Aim of the exercise:
Output the lines of the entries below beginning at the one with "In this exercise you will mark each instance of the tree" and ending with the last, exactly as written and without pictures.

Supplied material:

- - - -

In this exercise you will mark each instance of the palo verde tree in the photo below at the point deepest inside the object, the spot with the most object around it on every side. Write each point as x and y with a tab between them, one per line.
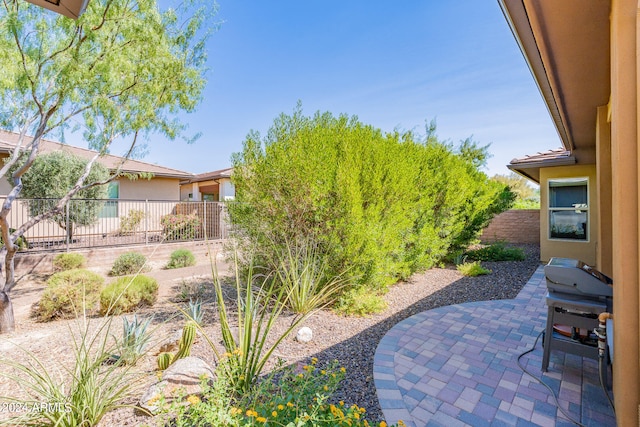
49	179
122	71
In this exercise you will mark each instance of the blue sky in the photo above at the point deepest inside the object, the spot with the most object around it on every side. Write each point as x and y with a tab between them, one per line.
392	64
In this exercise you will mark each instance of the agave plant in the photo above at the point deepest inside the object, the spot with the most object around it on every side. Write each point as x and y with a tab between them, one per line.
194	311
134	339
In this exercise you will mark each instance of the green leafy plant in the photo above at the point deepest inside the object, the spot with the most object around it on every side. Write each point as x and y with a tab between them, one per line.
82	394
260	304
360	302
127	293
129	263
187	339
380	205
50	178
180	226
68	293
68	261
181	258
496	252
135	338
131	221
22	243
190	289
304	275
194	311
288	396
472	269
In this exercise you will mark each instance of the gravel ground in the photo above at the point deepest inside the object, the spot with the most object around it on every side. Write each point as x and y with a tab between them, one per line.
350	340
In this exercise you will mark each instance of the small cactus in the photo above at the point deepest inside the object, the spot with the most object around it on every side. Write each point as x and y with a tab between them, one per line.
164	360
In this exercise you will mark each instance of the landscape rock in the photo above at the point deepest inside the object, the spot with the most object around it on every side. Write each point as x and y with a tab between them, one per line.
305	334
182	378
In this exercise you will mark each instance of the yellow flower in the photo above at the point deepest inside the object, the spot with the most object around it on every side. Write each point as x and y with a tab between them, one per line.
193	399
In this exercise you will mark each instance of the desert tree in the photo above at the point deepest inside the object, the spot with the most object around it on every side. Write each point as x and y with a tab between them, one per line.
49	179
121	72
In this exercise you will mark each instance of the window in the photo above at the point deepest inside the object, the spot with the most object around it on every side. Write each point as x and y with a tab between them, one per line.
569	209
110	208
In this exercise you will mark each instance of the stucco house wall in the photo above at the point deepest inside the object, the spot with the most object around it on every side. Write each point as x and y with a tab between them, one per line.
150	189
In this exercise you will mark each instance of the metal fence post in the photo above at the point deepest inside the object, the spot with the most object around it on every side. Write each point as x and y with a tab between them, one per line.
146	221
67	221
204	229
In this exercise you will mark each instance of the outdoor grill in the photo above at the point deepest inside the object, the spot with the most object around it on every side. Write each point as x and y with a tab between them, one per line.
577	294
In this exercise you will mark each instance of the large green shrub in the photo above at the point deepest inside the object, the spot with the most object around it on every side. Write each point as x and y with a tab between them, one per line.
129	263
68	261
68	294
128	293
181	258
180	226
380	206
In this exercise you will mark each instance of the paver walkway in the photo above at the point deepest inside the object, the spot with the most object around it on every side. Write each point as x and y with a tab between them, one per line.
457	366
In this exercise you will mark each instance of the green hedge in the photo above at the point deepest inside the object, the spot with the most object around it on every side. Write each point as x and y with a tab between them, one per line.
380	205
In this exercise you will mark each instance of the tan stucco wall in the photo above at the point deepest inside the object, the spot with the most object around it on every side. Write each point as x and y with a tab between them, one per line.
584	251
514	226
625	162
154	189
604	244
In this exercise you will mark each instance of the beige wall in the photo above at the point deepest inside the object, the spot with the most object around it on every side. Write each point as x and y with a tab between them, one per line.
624	183
514	226
584	251
154	189
604	244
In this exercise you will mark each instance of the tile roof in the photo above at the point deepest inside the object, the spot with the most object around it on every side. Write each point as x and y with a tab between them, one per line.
557	154
209	176
529	166
8	141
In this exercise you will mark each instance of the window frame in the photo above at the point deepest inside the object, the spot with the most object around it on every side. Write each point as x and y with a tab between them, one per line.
578	207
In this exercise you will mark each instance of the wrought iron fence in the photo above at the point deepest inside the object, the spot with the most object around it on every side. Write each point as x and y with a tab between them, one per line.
85	223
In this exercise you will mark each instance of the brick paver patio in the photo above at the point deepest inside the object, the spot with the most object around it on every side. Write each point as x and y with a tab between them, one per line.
457	366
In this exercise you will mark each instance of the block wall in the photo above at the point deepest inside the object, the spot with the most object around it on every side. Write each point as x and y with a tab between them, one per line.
514	226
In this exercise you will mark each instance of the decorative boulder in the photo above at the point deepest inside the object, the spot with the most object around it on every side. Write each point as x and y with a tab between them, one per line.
182	378
305	334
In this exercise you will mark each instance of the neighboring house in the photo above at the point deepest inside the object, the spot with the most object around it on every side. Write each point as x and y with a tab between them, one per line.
164	184
584	58
213	186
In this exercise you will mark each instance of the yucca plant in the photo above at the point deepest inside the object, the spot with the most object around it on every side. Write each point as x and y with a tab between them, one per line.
135	338
303	274
260	304
194	311
76	396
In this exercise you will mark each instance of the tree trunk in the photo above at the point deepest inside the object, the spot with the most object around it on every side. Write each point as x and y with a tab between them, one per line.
7	322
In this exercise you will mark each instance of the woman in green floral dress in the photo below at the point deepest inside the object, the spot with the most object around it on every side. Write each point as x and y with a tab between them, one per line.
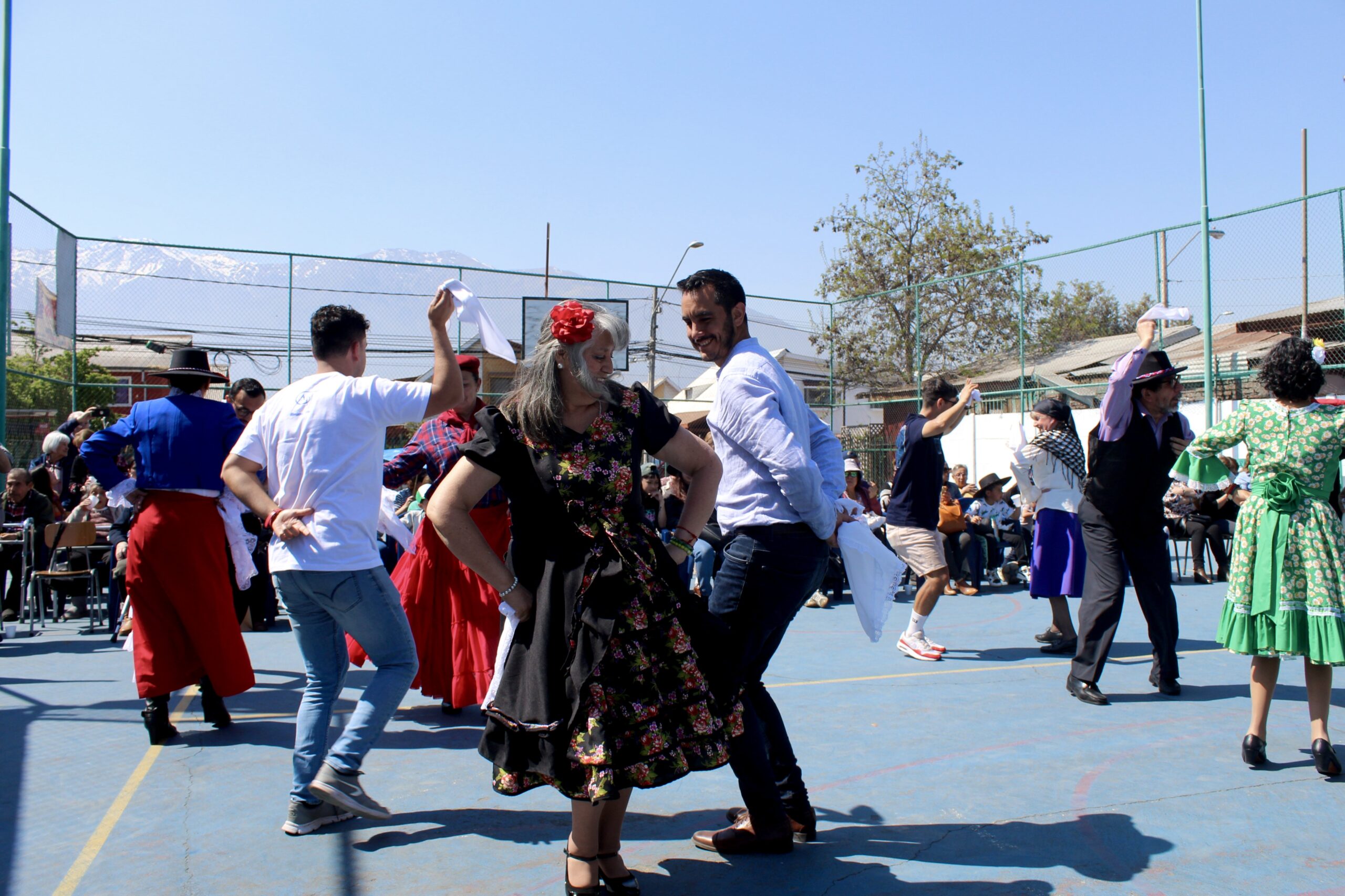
1286	588
609	680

- - - -

Solution to this exercise:
In this exercise you will mark each instance of the tree trunk in the photo above at the point deepest inside the object, the spot with the most object around it on every side. Write each point as x and y with a tab between them, one per line.
7	322
In this exercise you will mark each instance of the woman in green floral dress in the photo below at the point deepest inside the object, the spot with the most object around it on every side. Write each point as x and y with a tab between them, one per line.
1286	588
609	680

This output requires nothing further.